*** Block opens ***
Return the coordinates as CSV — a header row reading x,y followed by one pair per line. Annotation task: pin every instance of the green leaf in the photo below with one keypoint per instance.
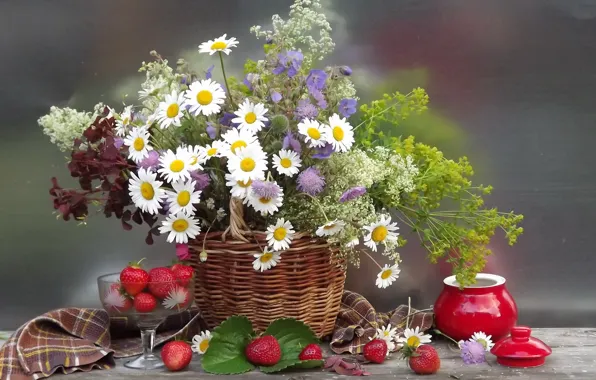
x,y
225,355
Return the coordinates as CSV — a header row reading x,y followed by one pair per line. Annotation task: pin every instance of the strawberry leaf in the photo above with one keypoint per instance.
x,y
225,355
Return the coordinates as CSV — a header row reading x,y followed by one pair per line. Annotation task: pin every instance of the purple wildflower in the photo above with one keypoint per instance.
x,y
311,181
151,161
324,152
352,194
347,107
305,110
201,179
472,352
291,142
266,189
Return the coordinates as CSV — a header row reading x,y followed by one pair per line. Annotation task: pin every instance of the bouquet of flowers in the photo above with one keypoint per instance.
x,y
288,147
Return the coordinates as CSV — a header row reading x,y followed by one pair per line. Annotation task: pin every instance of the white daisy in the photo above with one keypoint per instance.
x,y
265,260
380,232
177,298
280,235
387,275
248,163
339,133
287,162
170,110
123,122
137,142
175,166
204,97
313,132
251,117
235,139
183,197
219,44
414,337
485,340
330,228
180,227
200,343
145,191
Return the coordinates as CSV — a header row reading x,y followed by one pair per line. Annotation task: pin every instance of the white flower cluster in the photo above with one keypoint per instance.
x,y
305,16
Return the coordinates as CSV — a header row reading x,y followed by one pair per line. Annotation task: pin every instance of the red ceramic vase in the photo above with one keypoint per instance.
x,y
486,306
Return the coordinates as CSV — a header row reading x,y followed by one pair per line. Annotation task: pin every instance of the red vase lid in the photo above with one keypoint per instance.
x,y
520,349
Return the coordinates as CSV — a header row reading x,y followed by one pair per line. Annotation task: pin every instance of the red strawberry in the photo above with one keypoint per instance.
x,y
176,355
263,351
375,351
182,273
133,278
161,281
145,303
311,352
425,360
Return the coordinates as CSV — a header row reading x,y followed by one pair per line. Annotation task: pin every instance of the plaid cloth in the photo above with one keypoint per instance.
x,y
358,321
69,340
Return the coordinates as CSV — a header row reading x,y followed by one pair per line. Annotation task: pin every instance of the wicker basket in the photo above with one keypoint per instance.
x,y
307,284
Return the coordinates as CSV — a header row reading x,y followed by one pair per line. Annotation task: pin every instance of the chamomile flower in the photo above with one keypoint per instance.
x,y
248,163
330,228
414,337
145,191
251,117
200,343
123,122
138,144
287,162
387,276
280,235
204,97
313,132
179,227
483,339
339,133
219,44
183,198
380,232
265,260
170,110
175,166
235,139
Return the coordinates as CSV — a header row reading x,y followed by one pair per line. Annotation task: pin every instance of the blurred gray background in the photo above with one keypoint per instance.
x,y
512,86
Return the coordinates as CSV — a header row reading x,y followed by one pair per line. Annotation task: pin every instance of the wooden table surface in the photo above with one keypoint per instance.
x,y
573,357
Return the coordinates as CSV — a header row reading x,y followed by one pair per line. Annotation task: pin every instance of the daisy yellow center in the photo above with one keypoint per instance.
x,y
338,133
237,144
313,133
172,110
413,341
147,191
280,233
379,234
250,117
219,45
285,162
183,198
180,225
204,97
138,144
247,164
386,274
177,166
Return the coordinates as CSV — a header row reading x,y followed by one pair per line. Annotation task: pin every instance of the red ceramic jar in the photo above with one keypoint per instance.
x,y
485,306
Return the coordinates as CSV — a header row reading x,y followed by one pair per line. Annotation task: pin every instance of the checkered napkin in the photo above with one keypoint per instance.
x,y
69,340
358,321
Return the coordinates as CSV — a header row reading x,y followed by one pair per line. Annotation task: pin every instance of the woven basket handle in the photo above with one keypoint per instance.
x,y
237,225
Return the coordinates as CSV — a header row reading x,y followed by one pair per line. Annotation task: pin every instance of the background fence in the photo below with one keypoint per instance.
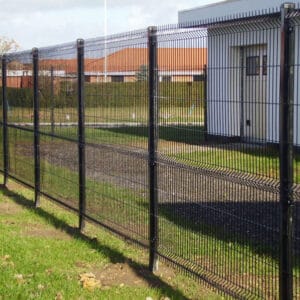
x,y
183,139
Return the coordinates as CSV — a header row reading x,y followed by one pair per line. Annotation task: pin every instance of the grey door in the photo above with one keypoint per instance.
x,y
254,92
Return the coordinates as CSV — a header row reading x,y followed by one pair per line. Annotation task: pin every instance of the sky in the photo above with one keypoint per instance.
x,y
40,23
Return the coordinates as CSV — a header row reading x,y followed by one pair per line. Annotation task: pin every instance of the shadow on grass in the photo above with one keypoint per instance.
x,y
114,256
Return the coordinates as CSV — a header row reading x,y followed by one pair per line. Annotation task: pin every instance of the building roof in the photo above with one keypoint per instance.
x,y
131,59
231,10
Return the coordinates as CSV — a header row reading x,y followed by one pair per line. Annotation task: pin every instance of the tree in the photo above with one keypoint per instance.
x,y
142,73
8,45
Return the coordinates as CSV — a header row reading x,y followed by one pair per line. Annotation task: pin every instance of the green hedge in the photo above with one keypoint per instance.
*** Block closes ***
§ Exercise details:
Restate, word for word, the final stretch of the entries above: the line containing "of the building" and every line after it, up to and including the last.

§ Output for this exercise:
Return the coordinates as CSV — a header row reading x,y followed by one pair per line. Annotation task: pin every instance of the building roof in the photo above with one keypoint per instance.
x,y
131,59
231,10
Return the coordinates as CSV — a header row reading x,y followed by one pair per line. Annotation task: pin every instance of the tree in the photo above with one keypoint per instance.
x,y
142,73
8,45
Return the coordinates as CSV — a header row reading x,y followed by one pair per line. Annotation task: pin every instance of the green hedge in the photo above with one keypoint per instance.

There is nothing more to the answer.